→ **What you will do**
From the first line to the last, repeat the data exactly but leave out the pictures.

──────

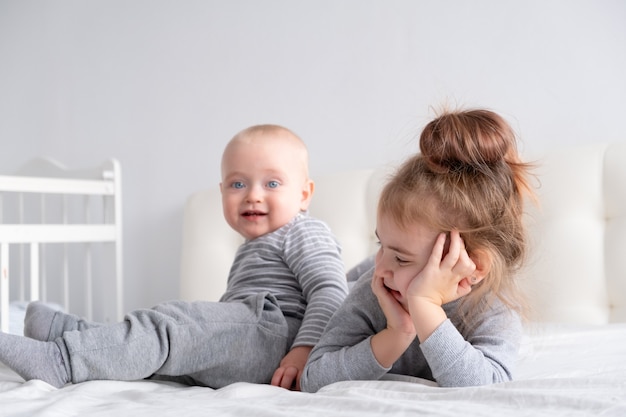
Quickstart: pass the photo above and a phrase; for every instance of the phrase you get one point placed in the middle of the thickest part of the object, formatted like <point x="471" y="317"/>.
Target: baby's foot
<point x="38" y="322"/>
<point x="33" y="359"/>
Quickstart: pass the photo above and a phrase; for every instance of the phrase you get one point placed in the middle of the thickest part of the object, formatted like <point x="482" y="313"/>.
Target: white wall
<point x="162" y="85"/>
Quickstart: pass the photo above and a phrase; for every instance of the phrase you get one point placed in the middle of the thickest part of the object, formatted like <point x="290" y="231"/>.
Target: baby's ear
<point x="307" y="194"/>
<point x="482" y="260"/>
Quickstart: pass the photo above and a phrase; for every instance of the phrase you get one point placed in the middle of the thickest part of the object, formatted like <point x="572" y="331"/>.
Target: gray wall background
<point x="162" y="85"/>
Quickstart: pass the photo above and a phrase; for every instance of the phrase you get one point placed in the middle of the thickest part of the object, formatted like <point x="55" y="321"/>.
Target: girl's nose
<point x="380" y="268"/>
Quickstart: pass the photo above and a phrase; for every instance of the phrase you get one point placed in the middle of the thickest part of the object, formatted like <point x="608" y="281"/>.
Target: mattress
<point x="562" y="371"/>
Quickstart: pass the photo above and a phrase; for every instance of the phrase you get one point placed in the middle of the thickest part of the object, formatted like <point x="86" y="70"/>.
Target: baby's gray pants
<point x="205" y="343"/>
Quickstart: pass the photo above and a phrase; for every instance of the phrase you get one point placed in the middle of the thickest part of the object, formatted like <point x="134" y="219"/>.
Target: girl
<point x="440" y="302"/>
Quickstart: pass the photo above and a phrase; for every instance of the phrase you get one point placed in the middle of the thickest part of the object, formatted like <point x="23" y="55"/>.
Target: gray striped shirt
<point x="301" y="265"/>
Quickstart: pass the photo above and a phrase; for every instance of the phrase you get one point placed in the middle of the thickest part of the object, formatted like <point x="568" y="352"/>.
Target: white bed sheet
<point x="562" y="371"/>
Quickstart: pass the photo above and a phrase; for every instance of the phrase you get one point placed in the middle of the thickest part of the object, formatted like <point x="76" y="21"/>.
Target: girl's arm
<point x="344" y="351"/>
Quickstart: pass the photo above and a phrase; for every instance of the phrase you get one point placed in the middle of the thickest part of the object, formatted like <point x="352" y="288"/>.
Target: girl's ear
<point x="307" y="194"/>
<point x="482" y="260"/>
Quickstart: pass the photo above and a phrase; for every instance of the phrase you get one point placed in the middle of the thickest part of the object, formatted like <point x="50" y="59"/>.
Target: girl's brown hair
<point x="469" y="177"/>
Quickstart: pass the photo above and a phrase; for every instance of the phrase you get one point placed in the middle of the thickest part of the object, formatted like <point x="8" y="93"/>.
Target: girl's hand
<point x="443" y="279"/>
<point x="398" y="318"/>
<point x="447" y="277"/>
<point x="390" y="343"/>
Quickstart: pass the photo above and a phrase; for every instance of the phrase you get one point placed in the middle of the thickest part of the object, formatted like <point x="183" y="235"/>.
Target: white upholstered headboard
<point x="577" y="270"/>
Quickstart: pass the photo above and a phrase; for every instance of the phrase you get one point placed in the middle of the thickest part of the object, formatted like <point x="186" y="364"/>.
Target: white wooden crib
<point x="60" y="230"/>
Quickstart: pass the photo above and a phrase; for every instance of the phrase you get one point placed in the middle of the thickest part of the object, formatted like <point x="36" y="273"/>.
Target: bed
<point x="572" y="361"/>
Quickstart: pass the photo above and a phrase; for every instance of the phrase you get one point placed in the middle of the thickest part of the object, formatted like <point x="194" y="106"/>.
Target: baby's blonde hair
<point x="469" y="177"/>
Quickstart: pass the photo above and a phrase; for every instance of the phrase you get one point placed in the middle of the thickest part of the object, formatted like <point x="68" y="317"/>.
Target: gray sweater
<point x="301" y="265"/>
<point x="483" y="354"/>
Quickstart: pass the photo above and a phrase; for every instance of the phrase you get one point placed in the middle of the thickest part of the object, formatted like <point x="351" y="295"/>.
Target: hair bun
<point x="473" y="139"/>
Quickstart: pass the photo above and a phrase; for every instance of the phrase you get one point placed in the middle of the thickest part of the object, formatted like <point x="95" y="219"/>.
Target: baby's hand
<point x="290" y="370"/>
<point x="445" y="277"/>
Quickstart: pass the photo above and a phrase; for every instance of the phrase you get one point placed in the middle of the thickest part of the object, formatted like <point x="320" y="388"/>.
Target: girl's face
<point x="403" y="253"/>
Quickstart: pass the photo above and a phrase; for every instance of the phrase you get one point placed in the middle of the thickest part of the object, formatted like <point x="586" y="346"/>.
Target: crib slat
<point x="4" y="287"/>
<point x="34" y="271"/>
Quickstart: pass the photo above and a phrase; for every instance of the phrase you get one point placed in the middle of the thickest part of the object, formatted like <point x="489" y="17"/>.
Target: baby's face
<point x="264" y="185"/>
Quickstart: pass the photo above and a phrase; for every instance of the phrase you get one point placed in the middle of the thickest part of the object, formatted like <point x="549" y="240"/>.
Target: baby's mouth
<point x="253" y="213"/>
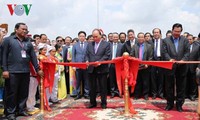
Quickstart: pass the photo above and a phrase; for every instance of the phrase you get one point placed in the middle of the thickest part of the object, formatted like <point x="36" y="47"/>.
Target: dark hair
<point x="97" y="30"/>
<point x="158" y="29"/>
<point x="58" y="37"/>
<point x="169" y="31"/>
<point x="57" y="46"/>
<point x="75" y="39"/>
<point x="18" y="25"/>
<point x="68" y="37"/>
<point x="140" y="33"/>
<point x="189" y="35"/>
<point x="42" y="35"/>
<point x="109" y="34"/>
<point x="177" y="25"/>
<point x="115" y="33"/>
<point x="148" y="33"/>
<point x="130" y="30"/>
<point x="89" y="36"/>
<point x="82" y="32"/>
<point x="13" y="33"/>
<point x="36" y="35"/>
<point x="122" y="33"/>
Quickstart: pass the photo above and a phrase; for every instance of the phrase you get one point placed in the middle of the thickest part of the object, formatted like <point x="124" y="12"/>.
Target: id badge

──────

→ **Exercise answer**
Quickstart: pass the photo above and a phrase; for every instance of the phrase you get one point placed in the middle of the thickest part of the object, formatted like <point x="471" y="317"/>.
Target: baby's foot
<point x="38" y="322"/>
<point x="33" y="359"/>
Quickstart: pass the photo above and a phrase; for every instance of the phrase you get one point placed in the middle of the thickest part of the object, formatted like <point x="482" y="313"/>.
Target: white wall
<point x="162" y="85"/>
Quickstart: pass the photo above and a phrase; for every instance of the phrase you get one point placed in the middle of the thickest part of the object, formatted like <point x="290" y="231"/>.
Target: baby's ear
<point x="307" y="194"/>
<point x="482" y="260"/>
Quickstart: pass the photo above and a phrase; for every instance of the phrase you get one point placed in the middle of the thickest part of the object, formatted like <point x="572" y="331"/>.
Target: gray wall background
<point x="162" y="85"/>
Quickstart: pass the photo above and a phrase; for every instance of the phrase you get one point placed in the middle of the thickest part of the object, formatted like <point x="55" y="321"/>.
Target: girl's nose
<point x="380" y="268"/>
Quickstart: pass the photo above and a phrase; for every instance of the phrase you get one point placed in the middle of the thickest part of the object, formatted like <point x="608" y="281"/>.
Target: mattress
<point x="562" y="371"/>
Quickstart: pass the photo above and a phrase; for every instance of the phrase you get one point placed in the middle of the thickest part of the object, formatted like <point x="86" y="70"/>.
Target: baby's gray pants
<point x="205" y="343"/>
Quickstart: pass the photo above and a phrase; for every instance of the phrase you get one point placed in the middle of the thickest part of the object, formatted like <point x="134" y="219"/>.
Target: girl
<point x="440" y="302"/>
Quickstart: pass the photo above and a phrase; for every instance of the phrase you get one point placed in the middle of the thickest part of the object, formatted like <point x="23" y="55"/>.
Target: gray striped shirt
<point x="301" y="265"/>
Quickstart: pass the photo above and a phrase; for every instance of the phrase you get one point placed in the middle of the thickest part of the object, formatted like <point x="568" y="352"/>.
Target: white bed sheet
<point x="562" y="371"/>
Quickstart: pass the photo above and a phrase; for every instance of the phrase you get one point placed in the middle of the thickest part of the object, formatted like <point x="76" y="21"/>.
Target: girl's arm
<point x="344" y="351"/>
Quickstart: pass the photo above and a phrase; for every instance of the phrase you get one point placed in the middle of the thickest part of the object, formatted like <point x="352" y="288"/>.
Target: girl's ear
<point x="307" y="194"/>
<point x="482" y="260"/>
Quickstart: pass the photo above and a phrase; for every instance of the phrase you get one point placed in the middle of the thickest part of the object, formatted like <point x="50" y="59"/>.
Target: girl's brown hair
<point x="469" y="177"/>
Quickstart: pass the photo above and a phrase; for every instance of the phrase you get one point placed in the middle of the thickest part of the object, formatted like <point x="8" y="93"/>.
Target: girl's hand
<point x="443" y="279"/>
<point x="398" y="318"/>
<point x="447" y="277"/>
<point x="390" y="343"/>
Quickstart: pass the photo above and a phrase; for every instance of the phrase you get one point placed in the middle of the thickest part of the object, formatted like <point x="183" y="235"/>.
Target: white upholstered headboard
<point x="577" y="270"/>
Quickstart: pass the photo above and a phrase; for every instance of the phrase you get one point placed in the middle of the thickest part of the object, formatted like <point x="186" y="364"/>.
Target: white wooden crib
<point x="60" y="230"/>
Quickstart: pass the photo above and a phrase; for every instance of the phrase you get one point placed in the middle of the thickest part of the object, formatted like <point x="36" y="273"/>.
Target: bed
<point x="572" y="361"/>
Quickstart: pass the photo above and a phrase; for every instance of the phrase you get one point placed in the middle of the thickest part of the object, formatted like <point x="194" y="106"/>.
Target: baby's blonde hair
<point x="469" y="177"/>
Quickstart: pass the photo above and a phrase; for every instance of the phrase you get one point placed in the middle of the thickest part of the object, formatted like <point x="68" y="317"/>.
Target: gray sweater
<point x="301" y="265"/>
<point x="483" y="354"/>
Quickstart: pass the photo above and a phrase; for every instance of the phrase you get one point placed in the middle of the thickest part of the object, formatted like <point x="351" y="295"/>.
Target: hair bun
<point x="473" y="139"/>
Quickstart: pass the photo above and a phrase; for every instance of the phrase you get one point placed in the middle of the thickest part of the object, formatted like <point x="95" y="219"/>.
Target: baby's hand
<point x="290" y="370"/>
<point x="445" y="277"/>
Quickstart: pass the photo above and a phrase; for every instance of the phrase you get one point placed in the middle of the thickest part of the object, formatted like <point x="320" y="388"/>.
Target: girl's face
<point x="403" y="253"/>
Quickstart: pass the photo above and a phrase; for every instance of the phrase you get one point placed in the middle of the thickest part of the object, formatted like <point x="586" y="346"/>.
Target: crib slat
<point x="4" y="287"/>
<point x="34" y="271"/>
Quickstart: pass the photo above and a phrase; for every instance of the phrase you get one point placed in the middle of the thickest part of the object, formatted like <point x="489" y="17"/>.
Target: baby's face
<point x="264" y="185"/>
Quickstart: pass the photo above and a phrase; for every instance of the phrase you get one point placed in the middle of the thickest part of the object, formatted like <point x="549" y="240"/>.
Target: baby's mouth
<point x="253" y="213"/>
Quickstart: pass the photo above and a phrase; for every instance of the phrase you get one point placed in the middle of the thickest part of the object, formatted like <point x="36" y="47"/>.
Target: dark hair
<point x="97" y="30"/>
<point x="158" y="29"/>
<point x="58" y="37"/>
<point x="169" y="31"/>
<point x="57" y="46"/>
<point x="75" y="39"/>
<point x="18" y="25"/>
<point x="68" y="37"/>
<point x="140" y="33"/>
<point x="189" y="35"/>
<point x="42" y="35"/>
<point x="109" y="34"/>
<point x="177" y="25"/>
<point x="115" y="33"/>
<point x="148" y="33"/>
<point x="130" y="30"/>
<point x="89" y="36"/>
<point x="82" y="32"/>
<point x="13" y="33"/>
<point x="36" y="35"/>
<point x="122" y="33"/>
Quickstart: pass the photo above and a phrase; for every instance of the phrase you get one point placed in the middle of the thickest part of the object, formatted like <point x="124" y="12"/>.
Target: id badge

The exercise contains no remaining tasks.